=== Task set ===
• A. In the passage on the carbon-insertion simulations, extract the part that begins at the words "The first C-C" and stops after "a slight increase.".
• B. According to the passage on the carbon-insertion simulations, at about what distance does the first C-C peak appear?

=== Supplied text ===
::::::::::

The radial distribution function $g(r)$ for C-C and Si-Si distances is shown in figure \ref{fig:md:pc_si-si_c-c}.
\begin{figure}[!ht]
\begin{center}
 \includegraphics[width=12cm]{sic_prec_450_si-si_c-c.ps}
\end{center}
\caption[Radial distribution function of the C-C and Si-Si distances for 6000 carbon atoms inserted into the three different volumes $V_1$, $V_2$ and $V_3$ at a temperature of $450\,^{\circ}\mathrm{C}$ and cooled down to room temperature.]{Radial distribution function of the C-C and Si-Si distances for 6000 carbon atoms inserted into the three different volumes $V_1$, $V_2$ and $V_3$ at a temperature of $450\,^{\circ}\mathrm{C}$ and cooled down to room temperature. The bright blue graph shows the Si-Si radial distribution for pure c-Si. The insets show magnified regions of the respective type of bond.}
\label{fig:md:pc_si-si_c-c}
\end{figure}
\begin{figure}[!ht]
\begin{center}
 \includegraphics[width=12cm]{sic_prec_450_energy.ps}
\end{center}
\caption[Total energy per atom as a function of time for the whole simulation sequence and for all three types of insertion volumes.]{Total energy per atom as a function of time for the whole simulation sequence and for all three types of insertion volumes. Arrows mark the end of carbon insertion and the start of the cooling process respectively.}
\label{fig:md:energy_450}
\end{figure}
It is easily and instantly visible that there is no significant difference among the two simulations of high carbon concentration.
The first C-C peak appears at about 0.15 nm, which is compareable to the nearest neighbour distance of graphite or diamond.
The number of C-C bonds is much smaller for $V_1$ than for $V_2$ and $V_3$ since carbon atoms are spread over the total simulation volume.
These carbon atoms are assumed to form strong bonds.
This is supported by figure \ref{fig:md:energy_450} displaying the total energy of all three simulations during the whole simulation sequence.
A huge decrease of the total energy during carbon insertion is observed for the simulations with high carbon concentration in contrast to the $V_1$ simulation, which shows a slight increase.
The difference in energy $\Delta$ growing within the carbon insertion process up to a value of roughly 0.06 eV per atom persists unchanged until the end of the simulation.
The excess amount of next neighboured strongly bounded C-C bonds in the high concentration simulations make these configurations energetically more favorable compared to the low concentration configuration.
However, in the same way a lot of energy is needed to break these bonds to get out of the local energy minimum advancing towards the global minimum configuration.
Thus, such conformational changes are very unlikely to happen.

::::::::::

=== Supplied information ===
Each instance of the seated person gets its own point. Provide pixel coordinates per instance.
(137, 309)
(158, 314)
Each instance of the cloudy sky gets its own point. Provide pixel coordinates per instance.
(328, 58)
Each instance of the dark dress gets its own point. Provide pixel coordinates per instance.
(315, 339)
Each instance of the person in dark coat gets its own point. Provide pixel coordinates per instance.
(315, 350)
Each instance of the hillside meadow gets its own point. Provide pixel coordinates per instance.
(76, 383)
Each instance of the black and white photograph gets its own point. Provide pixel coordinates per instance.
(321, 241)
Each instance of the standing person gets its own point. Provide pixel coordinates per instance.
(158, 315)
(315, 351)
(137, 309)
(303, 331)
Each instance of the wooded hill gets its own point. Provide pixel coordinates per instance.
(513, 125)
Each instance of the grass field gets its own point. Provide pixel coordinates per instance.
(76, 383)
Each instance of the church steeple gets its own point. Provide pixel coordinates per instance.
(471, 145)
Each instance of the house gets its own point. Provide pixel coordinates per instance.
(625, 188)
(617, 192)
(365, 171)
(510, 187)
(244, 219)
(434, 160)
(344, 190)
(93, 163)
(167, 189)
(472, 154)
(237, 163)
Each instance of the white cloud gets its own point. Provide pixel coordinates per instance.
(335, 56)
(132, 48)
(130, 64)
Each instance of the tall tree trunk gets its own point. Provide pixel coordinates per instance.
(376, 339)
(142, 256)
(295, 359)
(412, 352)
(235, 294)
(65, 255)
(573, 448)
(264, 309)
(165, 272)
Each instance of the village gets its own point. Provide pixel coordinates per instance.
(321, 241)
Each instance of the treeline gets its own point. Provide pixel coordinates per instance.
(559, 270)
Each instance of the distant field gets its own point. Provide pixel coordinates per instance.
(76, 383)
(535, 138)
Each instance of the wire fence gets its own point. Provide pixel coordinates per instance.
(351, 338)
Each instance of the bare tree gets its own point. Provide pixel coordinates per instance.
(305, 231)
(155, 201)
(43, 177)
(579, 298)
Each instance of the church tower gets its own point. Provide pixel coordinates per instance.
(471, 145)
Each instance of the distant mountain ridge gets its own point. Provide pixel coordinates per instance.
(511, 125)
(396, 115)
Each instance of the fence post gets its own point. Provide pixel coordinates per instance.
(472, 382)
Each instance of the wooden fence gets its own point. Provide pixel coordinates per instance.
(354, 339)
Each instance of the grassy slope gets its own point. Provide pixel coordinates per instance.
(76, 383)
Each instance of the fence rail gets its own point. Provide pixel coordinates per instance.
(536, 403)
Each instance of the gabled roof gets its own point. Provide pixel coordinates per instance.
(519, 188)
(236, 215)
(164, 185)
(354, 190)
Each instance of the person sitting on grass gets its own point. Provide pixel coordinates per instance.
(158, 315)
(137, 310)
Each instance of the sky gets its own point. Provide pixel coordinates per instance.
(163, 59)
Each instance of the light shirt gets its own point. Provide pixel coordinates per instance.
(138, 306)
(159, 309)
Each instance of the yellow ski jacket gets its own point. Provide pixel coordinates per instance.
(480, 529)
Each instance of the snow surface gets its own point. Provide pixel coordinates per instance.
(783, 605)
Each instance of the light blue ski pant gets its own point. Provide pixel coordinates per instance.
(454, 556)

::::::::::

=== Responses ===
• A.
The first C-C peak appears at about 0.15 nm, which is compareable to the nearest neighbour distance of graphite or diamond.
The number of C-C bonds is much smaller for $V_1$ than for $V_2$ and $V_3$ since carbon atoms are spread over the total simulation volume.
These carbon atoms are assumed to form strong bonds.
This is supported by figure \ref{fig:md:energy_450} displaying the total energy of all three simulations during the whole simulation sequence.
A huge decrease of the total energy during carbon insertion is observed for the simulations with high carbon concentration in contrast to the $V_1$ simulation, which shows a slight increase.

• B. At about 0.15 nm.